++++ DATA EXCERPTS ++++

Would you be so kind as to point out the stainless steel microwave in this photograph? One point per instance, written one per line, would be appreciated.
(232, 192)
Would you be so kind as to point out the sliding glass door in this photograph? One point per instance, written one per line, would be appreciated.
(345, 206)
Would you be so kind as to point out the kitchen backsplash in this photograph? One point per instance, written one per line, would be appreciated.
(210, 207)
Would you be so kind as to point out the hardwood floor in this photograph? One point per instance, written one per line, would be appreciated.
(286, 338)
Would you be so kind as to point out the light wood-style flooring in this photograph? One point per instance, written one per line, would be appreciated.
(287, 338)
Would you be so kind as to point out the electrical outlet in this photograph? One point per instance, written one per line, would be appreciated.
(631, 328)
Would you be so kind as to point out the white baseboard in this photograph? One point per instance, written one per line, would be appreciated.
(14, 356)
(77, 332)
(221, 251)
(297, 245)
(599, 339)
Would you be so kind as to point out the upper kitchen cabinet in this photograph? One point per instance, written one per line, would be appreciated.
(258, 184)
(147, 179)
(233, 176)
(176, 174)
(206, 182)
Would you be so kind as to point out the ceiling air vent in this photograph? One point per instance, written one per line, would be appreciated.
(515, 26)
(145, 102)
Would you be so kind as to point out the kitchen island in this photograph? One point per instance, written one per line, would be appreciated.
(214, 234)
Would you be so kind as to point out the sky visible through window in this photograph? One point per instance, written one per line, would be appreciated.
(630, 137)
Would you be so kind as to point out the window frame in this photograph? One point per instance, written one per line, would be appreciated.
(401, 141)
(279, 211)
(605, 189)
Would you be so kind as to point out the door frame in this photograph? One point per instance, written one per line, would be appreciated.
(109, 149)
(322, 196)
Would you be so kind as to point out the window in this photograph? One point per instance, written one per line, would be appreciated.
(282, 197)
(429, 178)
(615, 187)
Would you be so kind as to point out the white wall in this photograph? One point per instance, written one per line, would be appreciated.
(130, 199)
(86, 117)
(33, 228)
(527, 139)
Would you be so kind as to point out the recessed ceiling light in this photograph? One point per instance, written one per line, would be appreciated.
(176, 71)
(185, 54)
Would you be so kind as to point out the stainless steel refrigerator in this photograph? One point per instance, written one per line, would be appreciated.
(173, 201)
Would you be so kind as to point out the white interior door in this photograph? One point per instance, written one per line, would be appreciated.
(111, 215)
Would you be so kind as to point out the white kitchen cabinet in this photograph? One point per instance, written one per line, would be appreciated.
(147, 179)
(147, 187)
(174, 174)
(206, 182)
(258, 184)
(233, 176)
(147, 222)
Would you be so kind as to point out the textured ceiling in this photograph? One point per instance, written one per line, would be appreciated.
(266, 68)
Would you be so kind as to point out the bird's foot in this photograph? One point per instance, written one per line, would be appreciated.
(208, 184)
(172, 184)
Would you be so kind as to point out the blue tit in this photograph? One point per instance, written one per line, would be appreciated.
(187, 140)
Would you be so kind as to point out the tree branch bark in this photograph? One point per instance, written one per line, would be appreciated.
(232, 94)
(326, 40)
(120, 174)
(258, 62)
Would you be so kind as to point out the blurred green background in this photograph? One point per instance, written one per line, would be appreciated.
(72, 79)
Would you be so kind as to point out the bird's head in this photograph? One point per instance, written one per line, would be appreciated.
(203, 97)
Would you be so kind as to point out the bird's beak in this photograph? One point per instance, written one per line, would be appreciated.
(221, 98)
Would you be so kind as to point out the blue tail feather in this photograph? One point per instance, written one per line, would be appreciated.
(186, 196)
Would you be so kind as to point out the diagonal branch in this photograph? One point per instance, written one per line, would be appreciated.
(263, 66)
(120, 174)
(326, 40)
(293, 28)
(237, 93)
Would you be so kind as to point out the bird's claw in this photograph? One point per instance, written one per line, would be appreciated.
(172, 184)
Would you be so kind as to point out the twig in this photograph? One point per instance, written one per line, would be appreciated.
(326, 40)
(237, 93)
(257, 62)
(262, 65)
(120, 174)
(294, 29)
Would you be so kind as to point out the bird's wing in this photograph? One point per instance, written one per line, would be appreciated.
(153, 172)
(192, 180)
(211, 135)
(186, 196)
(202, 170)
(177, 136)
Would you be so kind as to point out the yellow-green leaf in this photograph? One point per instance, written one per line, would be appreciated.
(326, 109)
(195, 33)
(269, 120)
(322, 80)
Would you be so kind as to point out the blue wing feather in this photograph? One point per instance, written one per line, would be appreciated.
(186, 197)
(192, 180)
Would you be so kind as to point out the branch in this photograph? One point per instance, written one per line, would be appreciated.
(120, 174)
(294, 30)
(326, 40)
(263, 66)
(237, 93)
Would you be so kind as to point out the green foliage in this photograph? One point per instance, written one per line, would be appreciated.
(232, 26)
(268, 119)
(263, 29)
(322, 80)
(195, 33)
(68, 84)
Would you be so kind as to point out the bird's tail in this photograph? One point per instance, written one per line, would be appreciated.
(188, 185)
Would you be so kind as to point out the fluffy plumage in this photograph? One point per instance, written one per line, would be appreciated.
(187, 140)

++++

_GOAL OF THE EXERCISE_.
The lines from the one containing "Would you be so kind as to point out the branch" through the last line of the records are to be transcribed exactly, with nothing else added.

_RESPONSE TO THIS EXERCISE_.
Would you be so kind as to point out the branch in this photograph? One point per instance, written one per line, would be appreciated.
(120, 174)
(294, 30)
(326, 40)
(263, 66)
(237, 93)
Would you be so kind as to point out the green foliage in this photograph? One point per instance, written one per line, would be appreciated.
(232, 26)
(268, 119)
(263, 29)
(322, 80)
(195, 33)
(68, 84)
Would you be so kind as to point out the bird's tail in this photograph? One point per instance, written one per line, would be appreciated.
(188, 185)
Would you be so kind as to point out the fluffy plumage in this photograph? One point per instance, written one per line, would be appreciated.
(187, 140)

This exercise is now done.